> **Problem description**: The answer should hold only the line with "Target: backpack buckle" and each line after it through the last line of the material, exactly.

____________________

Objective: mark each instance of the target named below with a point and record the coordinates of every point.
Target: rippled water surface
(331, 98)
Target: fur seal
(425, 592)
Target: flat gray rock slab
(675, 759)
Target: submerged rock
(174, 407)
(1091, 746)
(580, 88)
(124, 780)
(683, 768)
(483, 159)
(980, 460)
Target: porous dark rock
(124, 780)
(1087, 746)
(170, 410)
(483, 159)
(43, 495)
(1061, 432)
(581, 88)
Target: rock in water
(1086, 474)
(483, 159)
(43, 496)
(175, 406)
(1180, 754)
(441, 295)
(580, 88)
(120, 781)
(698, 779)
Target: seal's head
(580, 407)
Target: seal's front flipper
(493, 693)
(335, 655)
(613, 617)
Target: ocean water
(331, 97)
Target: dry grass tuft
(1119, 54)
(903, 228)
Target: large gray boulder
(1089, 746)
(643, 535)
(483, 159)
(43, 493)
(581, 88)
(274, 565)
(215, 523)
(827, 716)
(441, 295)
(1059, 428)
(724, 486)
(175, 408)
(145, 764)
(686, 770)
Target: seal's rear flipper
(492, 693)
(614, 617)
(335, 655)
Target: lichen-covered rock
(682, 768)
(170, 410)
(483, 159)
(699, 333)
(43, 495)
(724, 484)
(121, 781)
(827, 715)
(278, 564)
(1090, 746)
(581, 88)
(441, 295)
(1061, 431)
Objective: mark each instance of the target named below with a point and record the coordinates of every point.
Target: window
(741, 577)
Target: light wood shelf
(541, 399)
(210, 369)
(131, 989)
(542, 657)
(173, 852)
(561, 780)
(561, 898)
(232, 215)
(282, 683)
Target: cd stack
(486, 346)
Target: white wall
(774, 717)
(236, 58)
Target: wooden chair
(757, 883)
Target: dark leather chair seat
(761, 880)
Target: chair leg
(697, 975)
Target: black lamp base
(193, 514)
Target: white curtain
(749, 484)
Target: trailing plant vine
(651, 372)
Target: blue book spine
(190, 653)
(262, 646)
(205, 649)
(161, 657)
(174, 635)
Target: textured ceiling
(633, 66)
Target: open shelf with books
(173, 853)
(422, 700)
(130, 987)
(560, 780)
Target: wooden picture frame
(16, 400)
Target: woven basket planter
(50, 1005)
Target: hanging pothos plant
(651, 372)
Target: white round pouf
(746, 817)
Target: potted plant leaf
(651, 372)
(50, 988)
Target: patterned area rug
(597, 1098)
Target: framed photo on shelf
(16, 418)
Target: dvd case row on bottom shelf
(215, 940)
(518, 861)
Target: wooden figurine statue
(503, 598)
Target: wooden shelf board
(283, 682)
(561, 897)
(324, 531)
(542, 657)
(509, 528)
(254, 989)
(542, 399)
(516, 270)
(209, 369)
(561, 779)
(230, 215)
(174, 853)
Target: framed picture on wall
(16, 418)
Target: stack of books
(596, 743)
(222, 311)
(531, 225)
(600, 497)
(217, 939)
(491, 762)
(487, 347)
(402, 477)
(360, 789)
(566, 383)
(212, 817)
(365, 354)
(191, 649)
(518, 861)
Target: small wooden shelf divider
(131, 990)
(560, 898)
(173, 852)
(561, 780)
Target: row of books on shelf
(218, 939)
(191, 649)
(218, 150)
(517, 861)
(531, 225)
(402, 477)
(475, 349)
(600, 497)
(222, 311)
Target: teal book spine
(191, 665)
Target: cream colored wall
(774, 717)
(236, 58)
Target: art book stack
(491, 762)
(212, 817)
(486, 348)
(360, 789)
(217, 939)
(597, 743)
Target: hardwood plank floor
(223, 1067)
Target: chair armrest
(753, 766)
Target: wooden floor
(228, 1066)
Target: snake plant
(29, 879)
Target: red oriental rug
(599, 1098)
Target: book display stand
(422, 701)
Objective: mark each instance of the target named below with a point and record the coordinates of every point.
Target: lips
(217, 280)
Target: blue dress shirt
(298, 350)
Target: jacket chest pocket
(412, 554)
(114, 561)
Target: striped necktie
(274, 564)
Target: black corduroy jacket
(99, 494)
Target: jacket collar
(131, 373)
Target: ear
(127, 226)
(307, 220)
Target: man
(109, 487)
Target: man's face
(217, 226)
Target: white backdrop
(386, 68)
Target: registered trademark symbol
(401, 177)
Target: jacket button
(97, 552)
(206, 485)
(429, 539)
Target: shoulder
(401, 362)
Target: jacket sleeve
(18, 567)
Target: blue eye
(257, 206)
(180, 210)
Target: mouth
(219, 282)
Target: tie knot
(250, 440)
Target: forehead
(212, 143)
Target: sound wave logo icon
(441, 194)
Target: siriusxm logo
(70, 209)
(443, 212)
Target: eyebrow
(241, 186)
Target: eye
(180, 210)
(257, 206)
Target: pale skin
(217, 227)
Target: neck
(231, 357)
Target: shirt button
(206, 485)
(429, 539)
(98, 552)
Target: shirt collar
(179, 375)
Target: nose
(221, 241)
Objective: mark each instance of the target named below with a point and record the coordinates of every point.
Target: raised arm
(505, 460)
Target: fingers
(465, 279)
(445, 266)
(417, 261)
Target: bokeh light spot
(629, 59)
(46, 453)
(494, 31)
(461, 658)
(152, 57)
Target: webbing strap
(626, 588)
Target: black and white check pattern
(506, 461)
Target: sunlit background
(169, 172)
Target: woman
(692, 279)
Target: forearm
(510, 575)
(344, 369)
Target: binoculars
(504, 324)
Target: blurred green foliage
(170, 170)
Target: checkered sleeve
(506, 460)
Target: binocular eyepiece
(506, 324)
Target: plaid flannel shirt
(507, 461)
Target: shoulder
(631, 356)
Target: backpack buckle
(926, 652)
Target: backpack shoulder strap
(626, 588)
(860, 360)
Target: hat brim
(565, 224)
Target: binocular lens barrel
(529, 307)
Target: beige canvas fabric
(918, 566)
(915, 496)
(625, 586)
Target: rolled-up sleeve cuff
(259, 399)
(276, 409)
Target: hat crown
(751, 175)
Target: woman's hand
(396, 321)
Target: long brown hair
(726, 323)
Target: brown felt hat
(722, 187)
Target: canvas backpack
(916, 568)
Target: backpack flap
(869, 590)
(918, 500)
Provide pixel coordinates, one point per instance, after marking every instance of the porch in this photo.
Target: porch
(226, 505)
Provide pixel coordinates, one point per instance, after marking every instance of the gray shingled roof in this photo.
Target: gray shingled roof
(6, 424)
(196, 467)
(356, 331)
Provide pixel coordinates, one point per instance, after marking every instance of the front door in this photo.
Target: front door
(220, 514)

____________________

> **Task solution**:
Target: backpack buckle
(926, 652)
Target: backpack shoulder strap
(626, 588)
(860, 360)
Target: hat brim
(565, 224)
Target: binocular lens barrel
(529, 307)
Target: beige canvas fabric
(918, 566)
(915, 496)
(625, 586)
Target: rolled-up sleeve cuff
(259, 399)
(276, 409)
Target: hat crown
(751, 175)
Target: woman's hand
(396, 321)
Target: long brown hair
(726, 323)
Target: brown felt hat
(722, 187)
Target: canvas backpack
(916, 568)
Target: backpack flap
(869, 590)
(918, 500)
Provide pixel coordinates, one point per instance, after marking every instance of the porch in this photo.
Target: porch
(226, 505)
Provide pixel coordinates, one point per instance, after marking every instance of the gray shingled roof in this photo.
Target: gray shingled roof
(6, 424)
(196, 467)
(356, 331)
Provide pixel coordinates, one point per instance, after marking every instance of the front door in this photo.
Target: front door
(220, 514)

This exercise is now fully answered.